[Opening EXTRACTED DATA section]

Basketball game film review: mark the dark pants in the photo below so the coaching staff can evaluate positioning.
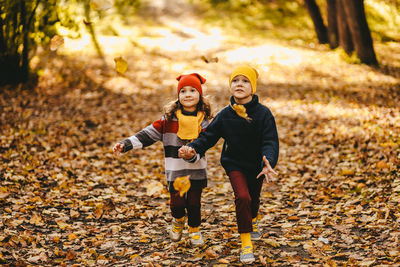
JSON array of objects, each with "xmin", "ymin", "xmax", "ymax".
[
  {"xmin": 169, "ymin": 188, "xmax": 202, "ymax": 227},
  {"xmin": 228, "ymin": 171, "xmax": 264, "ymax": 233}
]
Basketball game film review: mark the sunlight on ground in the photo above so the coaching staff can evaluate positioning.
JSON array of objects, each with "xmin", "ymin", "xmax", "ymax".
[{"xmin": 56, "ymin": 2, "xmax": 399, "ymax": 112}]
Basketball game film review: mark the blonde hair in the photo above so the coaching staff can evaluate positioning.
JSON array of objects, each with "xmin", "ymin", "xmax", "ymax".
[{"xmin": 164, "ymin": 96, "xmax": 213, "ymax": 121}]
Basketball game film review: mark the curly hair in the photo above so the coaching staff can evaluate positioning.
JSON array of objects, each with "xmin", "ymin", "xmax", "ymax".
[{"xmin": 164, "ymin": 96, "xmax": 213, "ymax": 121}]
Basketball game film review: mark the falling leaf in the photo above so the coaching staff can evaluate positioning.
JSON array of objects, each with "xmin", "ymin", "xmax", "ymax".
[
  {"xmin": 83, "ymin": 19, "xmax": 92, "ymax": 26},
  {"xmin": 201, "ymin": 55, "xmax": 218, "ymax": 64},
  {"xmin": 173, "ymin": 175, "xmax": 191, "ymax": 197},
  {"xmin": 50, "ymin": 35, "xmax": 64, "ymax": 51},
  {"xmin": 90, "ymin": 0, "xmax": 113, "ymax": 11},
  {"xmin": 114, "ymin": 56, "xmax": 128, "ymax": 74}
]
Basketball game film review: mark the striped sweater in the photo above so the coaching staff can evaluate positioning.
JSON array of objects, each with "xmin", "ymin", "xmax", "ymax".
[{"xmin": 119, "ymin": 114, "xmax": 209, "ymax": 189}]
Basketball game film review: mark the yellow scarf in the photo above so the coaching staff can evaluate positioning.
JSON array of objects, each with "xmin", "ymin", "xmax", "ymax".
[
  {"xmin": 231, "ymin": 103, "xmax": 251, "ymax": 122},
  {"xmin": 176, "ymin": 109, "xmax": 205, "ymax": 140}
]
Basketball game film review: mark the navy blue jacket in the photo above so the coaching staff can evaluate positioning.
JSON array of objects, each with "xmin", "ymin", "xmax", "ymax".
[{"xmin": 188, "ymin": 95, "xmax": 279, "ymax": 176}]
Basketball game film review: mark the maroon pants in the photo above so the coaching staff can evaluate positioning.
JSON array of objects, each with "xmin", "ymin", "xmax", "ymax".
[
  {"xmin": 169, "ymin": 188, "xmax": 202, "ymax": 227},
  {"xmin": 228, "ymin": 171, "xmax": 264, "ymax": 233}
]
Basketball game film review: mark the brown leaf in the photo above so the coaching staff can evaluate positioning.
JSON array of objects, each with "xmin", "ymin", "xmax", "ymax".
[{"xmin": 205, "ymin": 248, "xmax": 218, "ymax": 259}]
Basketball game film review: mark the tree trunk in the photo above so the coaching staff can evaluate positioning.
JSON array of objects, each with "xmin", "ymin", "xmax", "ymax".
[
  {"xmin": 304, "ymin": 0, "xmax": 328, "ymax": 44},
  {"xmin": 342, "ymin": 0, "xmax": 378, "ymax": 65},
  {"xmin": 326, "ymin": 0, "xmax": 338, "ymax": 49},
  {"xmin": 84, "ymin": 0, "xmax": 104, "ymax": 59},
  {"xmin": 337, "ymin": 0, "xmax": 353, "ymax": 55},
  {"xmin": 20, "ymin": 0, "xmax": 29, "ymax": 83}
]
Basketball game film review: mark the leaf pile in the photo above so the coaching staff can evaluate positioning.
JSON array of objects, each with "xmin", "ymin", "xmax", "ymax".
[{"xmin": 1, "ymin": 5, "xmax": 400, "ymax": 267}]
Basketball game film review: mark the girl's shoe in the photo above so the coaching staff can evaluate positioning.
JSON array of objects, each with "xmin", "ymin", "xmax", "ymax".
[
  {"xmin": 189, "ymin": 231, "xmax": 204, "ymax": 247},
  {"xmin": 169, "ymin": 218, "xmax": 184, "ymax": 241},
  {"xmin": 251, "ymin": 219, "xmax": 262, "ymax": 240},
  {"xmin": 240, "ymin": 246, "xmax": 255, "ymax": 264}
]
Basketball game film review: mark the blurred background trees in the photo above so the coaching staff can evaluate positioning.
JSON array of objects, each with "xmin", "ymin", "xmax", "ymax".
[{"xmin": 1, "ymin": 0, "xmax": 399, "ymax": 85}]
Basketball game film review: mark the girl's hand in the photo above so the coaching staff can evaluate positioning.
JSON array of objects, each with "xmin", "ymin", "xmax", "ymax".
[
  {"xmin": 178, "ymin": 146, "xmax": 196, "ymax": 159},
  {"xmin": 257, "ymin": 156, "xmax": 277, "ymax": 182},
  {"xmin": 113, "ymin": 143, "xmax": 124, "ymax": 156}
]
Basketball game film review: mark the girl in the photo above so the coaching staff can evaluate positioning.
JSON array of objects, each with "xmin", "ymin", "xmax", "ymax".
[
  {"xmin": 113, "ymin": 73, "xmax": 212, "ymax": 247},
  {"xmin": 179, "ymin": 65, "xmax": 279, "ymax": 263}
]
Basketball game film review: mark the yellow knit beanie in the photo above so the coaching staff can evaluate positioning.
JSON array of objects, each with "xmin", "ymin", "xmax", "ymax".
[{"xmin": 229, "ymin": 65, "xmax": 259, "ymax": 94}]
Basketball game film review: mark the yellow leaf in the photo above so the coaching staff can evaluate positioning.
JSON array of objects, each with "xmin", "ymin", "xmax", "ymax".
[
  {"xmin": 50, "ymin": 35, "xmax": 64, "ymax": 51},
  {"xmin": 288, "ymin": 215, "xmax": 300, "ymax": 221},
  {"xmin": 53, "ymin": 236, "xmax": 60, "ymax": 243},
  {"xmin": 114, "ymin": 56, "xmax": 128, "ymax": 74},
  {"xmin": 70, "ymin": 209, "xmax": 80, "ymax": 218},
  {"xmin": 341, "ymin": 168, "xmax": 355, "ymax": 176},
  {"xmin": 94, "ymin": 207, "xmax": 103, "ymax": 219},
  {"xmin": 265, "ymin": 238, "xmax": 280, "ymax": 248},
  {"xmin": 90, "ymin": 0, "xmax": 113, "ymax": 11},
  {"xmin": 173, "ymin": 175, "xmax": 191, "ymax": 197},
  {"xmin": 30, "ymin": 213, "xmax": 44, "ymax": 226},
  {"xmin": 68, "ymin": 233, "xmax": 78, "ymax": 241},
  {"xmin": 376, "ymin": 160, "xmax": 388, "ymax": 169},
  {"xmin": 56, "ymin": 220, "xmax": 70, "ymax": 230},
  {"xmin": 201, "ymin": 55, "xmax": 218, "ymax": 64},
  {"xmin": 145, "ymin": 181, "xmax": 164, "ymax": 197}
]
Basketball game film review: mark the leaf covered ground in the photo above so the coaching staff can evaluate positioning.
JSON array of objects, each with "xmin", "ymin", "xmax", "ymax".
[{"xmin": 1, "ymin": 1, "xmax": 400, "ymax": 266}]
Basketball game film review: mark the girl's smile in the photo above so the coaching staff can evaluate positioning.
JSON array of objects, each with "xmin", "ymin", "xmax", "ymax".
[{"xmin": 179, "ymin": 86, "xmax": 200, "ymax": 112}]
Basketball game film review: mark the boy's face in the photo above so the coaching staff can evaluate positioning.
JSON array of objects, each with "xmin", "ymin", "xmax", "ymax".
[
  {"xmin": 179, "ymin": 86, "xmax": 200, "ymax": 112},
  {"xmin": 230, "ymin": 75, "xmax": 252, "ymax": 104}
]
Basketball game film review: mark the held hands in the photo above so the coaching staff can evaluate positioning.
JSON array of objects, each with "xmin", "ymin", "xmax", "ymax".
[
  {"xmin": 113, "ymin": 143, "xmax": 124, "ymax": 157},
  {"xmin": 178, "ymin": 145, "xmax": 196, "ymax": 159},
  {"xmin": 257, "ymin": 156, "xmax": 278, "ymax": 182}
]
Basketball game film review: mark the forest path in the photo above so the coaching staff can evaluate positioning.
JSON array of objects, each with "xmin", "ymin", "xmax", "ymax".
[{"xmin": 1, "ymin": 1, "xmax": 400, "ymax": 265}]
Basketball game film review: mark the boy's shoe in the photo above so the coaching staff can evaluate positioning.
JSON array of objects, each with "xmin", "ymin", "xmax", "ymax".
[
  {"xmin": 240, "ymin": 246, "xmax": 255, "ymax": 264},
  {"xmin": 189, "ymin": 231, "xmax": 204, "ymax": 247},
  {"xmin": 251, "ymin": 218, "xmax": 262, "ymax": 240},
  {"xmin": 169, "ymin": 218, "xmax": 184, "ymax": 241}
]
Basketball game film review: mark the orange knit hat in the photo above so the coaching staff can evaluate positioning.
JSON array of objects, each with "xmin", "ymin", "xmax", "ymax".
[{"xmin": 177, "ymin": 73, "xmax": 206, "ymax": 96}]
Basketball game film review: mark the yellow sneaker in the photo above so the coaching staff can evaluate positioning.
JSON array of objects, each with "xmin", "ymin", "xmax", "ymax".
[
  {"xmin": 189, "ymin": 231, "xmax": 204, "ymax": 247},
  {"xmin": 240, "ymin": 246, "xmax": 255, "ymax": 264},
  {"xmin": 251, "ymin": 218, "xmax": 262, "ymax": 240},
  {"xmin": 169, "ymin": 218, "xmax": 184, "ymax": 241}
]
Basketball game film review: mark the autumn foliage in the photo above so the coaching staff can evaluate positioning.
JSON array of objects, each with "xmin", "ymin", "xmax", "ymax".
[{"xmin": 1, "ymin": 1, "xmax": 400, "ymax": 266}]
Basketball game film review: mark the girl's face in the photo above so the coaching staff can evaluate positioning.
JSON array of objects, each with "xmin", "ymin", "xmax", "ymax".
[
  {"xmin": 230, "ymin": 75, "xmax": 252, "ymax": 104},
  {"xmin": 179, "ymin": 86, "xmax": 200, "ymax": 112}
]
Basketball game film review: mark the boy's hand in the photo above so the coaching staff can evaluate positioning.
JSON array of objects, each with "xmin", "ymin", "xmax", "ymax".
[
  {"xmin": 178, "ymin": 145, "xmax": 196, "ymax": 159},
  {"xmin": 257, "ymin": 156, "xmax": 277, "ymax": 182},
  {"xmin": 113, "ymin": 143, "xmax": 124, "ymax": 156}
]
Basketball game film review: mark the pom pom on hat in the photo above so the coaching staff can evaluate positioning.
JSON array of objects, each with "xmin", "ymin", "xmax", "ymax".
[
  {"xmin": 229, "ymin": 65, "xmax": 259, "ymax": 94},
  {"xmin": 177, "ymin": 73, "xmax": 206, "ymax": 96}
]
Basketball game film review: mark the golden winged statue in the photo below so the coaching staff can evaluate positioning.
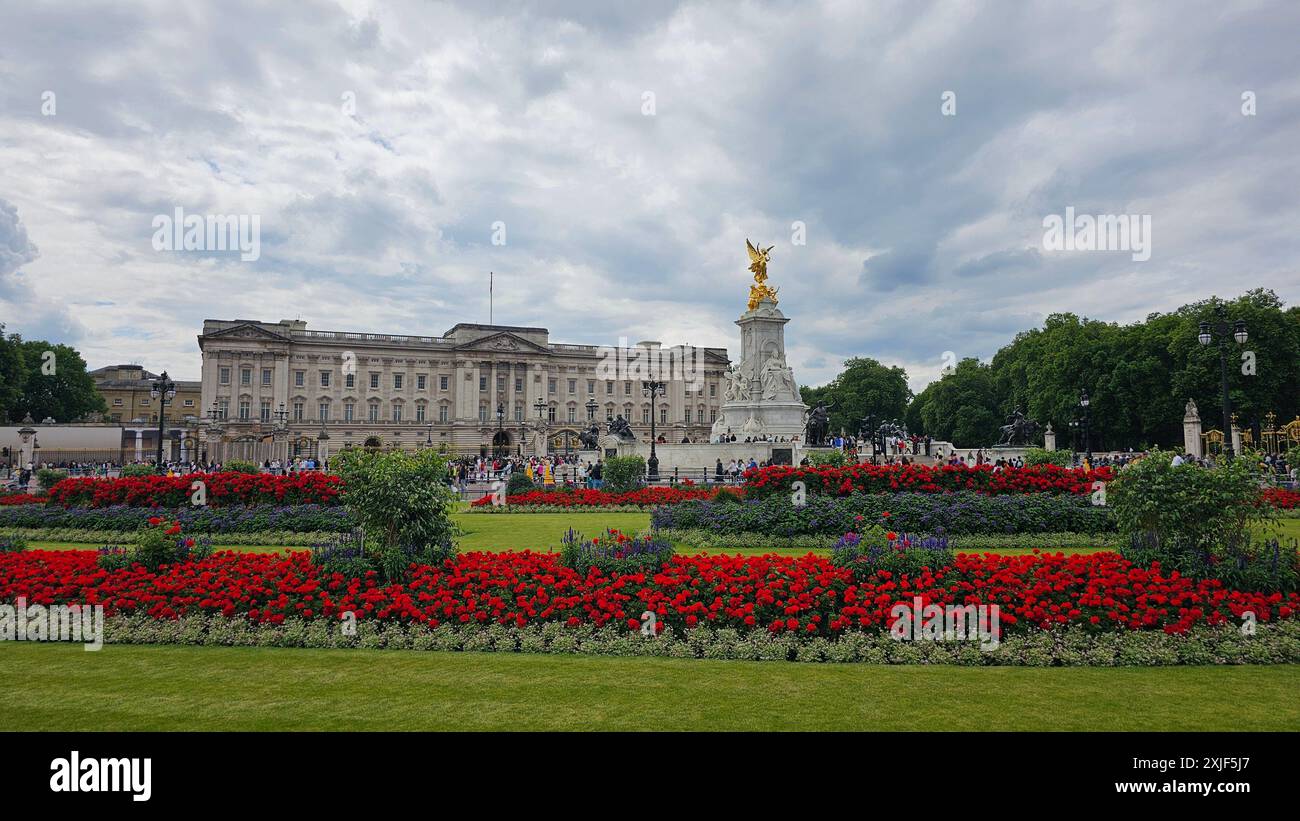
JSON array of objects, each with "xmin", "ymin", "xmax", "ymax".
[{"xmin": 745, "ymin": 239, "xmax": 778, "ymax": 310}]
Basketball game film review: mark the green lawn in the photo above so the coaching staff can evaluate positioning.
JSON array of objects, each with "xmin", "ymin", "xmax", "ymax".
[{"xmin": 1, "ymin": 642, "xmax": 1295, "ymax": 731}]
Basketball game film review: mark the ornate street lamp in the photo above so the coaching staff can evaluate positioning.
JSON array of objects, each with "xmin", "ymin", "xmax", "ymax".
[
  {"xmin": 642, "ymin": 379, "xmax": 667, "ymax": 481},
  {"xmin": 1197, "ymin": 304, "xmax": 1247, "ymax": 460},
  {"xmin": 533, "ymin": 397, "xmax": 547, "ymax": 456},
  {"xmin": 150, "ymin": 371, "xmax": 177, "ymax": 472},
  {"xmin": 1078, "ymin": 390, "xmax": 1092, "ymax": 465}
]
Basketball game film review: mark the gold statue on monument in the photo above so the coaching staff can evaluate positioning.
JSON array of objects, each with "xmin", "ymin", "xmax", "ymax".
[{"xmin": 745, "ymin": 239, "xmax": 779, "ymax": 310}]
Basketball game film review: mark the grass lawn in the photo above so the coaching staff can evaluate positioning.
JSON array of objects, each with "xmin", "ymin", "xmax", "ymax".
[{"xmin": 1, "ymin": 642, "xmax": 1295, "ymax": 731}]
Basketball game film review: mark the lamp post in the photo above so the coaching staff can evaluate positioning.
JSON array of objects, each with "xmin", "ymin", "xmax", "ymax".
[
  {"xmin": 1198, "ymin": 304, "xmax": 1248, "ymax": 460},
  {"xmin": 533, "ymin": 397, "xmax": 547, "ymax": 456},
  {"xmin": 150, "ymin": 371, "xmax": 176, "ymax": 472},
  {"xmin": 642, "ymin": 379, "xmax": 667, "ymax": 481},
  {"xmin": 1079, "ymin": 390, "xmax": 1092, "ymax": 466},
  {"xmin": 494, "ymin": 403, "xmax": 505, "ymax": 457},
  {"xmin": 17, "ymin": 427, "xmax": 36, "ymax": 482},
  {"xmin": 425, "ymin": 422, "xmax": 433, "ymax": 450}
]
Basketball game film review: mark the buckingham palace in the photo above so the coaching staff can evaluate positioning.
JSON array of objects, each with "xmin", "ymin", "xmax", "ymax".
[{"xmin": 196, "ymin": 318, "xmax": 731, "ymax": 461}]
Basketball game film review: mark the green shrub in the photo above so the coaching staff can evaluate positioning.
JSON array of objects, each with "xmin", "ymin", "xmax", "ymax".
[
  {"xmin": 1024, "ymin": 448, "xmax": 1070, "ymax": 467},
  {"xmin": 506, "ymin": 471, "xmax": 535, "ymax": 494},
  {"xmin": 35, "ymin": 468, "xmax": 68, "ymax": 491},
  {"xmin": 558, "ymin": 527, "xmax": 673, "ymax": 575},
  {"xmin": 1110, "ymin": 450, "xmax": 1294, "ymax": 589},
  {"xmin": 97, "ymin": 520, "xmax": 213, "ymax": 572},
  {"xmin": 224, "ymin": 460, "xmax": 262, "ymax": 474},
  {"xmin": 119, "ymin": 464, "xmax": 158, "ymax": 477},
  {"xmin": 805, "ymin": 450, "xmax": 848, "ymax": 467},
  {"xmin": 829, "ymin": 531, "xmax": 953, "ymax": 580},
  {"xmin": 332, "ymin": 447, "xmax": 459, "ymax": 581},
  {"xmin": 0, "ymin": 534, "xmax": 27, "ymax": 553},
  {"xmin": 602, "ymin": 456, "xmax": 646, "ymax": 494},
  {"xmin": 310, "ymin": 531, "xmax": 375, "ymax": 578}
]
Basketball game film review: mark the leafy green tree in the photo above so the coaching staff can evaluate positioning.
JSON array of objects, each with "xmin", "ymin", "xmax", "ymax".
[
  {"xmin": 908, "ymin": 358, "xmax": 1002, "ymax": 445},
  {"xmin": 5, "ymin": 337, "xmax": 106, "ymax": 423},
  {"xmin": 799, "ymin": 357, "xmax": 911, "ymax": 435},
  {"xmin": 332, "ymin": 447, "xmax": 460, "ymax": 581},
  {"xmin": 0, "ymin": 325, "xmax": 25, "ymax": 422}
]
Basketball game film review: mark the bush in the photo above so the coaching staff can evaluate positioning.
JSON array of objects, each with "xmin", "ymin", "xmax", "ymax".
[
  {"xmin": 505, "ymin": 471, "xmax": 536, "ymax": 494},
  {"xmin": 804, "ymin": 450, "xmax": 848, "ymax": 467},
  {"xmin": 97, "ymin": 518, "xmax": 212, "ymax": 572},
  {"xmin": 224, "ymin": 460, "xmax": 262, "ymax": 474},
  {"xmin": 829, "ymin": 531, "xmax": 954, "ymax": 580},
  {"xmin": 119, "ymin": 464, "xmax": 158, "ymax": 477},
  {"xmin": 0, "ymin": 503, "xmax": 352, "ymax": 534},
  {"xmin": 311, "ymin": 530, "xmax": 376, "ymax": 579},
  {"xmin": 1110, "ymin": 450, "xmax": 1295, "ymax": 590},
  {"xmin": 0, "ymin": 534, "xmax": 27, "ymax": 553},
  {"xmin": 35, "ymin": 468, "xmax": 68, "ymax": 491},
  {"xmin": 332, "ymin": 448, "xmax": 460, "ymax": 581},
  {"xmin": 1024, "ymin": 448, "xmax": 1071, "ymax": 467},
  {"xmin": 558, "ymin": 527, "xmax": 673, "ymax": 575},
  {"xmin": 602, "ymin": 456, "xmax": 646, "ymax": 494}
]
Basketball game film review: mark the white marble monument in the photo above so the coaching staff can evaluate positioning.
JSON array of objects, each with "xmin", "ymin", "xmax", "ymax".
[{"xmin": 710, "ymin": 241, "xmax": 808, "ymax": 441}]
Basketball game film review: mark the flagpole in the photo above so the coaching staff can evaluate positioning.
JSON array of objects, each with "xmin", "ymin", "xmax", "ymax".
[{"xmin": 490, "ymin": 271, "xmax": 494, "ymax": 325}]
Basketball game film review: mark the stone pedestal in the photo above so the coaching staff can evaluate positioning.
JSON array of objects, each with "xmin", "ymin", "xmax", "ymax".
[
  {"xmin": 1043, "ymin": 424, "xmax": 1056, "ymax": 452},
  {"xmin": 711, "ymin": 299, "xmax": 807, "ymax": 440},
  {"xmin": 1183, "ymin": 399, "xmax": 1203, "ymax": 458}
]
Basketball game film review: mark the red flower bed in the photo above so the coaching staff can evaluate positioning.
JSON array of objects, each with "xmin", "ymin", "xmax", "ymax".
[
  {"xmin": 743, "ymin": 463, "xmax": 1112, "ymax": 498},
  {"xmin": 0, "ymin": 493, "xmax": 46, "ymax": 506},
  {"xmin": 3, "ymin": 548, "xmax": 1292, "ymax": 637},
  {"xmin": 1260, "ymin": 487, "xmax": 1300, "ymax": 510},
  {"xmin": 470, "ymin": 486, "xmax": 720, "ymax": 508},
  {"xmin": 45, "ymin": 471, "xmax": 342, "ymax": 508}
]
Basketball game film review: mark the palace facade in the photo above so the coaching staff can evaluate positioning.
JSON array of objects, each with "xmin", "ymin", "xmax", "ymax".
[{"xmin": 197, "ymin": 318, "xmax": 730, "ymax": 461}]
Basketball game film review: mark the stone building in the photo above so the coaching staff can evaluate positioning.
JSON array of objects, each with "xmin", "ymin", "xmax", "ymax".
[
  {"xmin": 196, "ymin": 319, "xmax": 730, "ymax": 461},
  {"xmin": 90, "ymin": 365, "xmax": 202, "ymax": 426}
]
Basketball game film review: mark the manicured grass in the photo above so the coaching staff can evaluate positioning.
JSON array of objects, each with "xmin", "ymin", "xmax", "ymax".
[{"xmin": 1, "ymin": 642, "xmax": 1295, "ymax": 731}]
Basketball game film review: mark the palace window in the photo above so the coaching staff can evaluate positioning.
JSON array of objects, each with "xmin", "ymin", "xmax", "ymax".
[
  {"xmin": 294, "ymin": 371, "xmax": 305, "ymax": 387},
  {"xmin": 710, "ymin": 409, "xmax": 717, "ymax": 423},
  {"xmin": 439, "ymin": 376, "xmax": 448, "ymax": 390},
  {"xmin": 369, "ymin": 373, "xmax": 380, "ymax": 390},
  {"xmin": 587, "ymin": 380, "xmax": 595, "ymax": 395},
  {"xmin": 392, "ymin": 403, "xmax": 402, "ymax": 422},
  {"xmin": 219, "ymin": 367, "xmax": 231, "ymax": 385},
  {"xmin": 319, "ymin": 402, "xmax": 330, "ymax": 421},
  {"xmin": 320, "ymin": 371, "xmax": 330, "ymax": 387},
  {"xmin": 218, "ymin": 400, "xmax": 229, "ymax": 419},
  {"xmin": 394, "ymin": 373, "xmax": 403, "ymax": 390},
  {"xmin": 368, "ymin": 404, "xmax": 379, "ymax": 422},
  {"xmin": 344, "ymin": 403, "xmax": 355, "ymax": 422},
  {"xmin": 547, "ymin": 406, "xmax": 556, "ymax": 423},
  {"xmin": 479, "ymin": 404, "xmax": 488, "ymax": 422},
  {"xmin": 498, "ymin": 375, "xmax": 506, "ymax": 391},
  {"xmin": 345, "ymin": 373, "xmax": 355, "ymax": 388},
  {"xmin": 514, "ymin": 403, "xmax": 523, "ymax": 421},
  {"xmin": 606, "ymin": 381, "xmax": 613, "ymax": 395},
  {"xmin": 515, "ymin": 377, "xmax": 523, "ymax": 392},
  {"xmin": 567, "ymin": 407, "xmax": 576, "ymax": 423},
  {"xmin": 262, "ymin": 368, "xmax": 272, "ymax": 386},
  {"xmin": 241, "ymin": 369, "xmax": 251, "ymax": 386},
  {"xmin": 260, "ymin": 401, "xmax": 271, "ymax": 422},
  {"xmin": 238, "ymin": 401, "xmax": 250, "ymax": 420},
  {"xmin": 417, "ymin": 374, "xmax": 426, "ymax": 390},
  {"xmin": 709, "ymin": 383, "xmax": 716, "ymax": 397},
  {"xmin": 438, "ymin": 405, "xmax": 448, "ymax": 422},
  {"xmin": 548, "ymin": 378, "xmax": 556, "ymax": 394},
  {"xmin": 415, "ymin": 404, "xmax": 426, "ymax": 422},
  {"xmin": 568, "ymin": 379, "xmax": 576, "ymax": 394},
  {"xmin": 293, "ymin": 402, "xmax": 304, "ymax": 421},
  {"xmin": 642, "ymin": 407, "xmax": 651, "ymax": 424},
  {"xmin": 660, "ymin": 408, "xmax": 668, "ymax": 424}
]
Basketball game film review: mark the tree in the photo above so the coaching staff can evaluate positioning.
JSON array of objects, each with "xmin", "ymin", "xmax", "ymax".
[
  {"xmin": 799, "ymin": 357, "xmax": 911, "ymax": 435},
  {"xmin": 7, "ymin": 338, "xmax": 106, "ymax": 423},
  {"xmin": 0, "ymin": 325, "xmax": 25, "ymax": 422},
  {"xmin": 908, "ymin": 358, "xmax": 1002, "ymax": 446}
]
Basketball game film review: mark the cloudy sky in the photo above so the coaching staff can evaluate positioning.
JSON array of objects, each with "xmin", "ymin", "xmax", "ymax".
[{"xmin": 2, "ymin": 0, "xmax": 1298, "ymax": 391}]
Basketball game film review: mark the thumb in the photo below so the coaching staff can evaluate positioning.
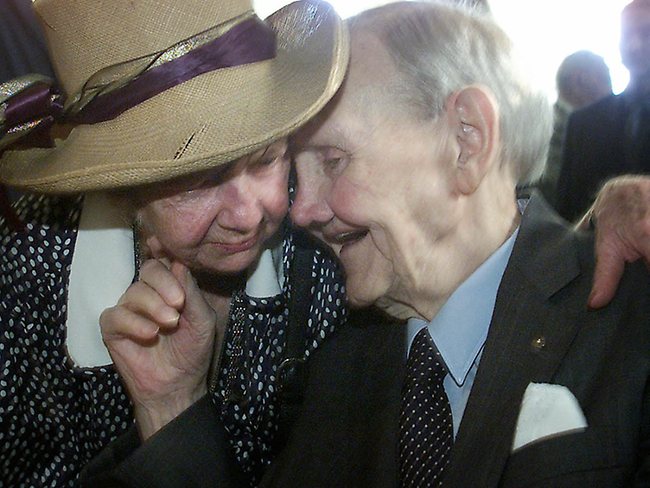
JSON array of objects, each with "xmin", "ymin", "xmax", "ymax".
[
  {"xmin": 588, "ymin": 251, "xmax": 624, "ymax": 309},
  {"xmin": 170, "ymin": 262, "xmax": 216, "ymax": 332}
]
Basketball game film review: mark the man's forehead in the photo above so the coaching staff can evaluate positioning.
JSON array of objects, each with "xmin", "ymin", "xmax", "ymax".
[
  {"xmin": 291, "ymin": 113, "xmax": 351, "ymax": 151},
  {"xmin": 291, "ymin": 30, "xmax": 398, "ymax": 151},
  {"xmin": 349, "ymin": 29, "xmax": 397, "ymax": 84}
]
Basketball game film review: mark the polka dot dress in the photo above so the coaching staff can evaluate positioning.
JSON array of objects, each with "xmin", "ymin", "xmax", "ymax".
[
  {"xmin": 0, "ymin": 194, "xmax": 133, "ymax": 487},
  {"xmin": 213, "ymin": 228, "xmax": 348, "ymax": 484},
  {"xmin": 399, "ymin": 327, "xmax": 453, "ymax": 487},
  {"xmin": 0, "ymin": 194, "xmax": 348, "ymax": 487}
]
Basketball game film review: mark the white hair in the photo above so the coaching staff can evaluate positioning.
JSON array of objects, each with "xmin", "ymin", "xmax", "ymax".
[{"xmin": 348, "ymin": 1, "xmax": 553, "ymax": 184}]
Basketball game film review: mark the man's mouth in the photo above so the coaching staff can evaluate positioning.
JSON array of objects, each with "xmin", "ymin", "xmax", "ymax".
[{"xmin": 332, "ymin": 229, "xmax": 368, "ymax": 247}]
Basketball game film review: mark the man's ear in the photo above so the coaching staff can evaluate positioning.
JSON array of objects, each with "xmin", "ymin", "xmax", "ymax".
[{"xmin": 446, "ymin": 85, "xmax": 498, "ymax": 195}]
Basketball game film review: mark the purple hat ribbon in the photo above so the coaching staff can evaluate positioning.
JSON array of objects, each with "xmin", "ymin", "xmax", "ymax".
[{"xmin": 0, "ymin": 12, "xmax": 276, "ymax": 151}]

[Closing EXTRACTED DATA section]

> _WHAT TO WORK ON_
Of all the entries above, repeat only the lines from the line that has "Basketball game film review: mark the girl's smile" to the line that has "Basketball game film review: mark the boy's face", both lines included, exactly.

> _RESULT_
Basketball game film review: mark the girl's smile in the photo above so the coaching staff can evaluate positioning.
JSON array of objects, each with "xmin", "ymin", "xmax", "ymax".
[{"xmin": 179, "ymin": 86, "xmax": 200, "ymax": 112}]
Basketball game film review: mark the boy's face in the photo above so the coaching staff can evaluate positioning.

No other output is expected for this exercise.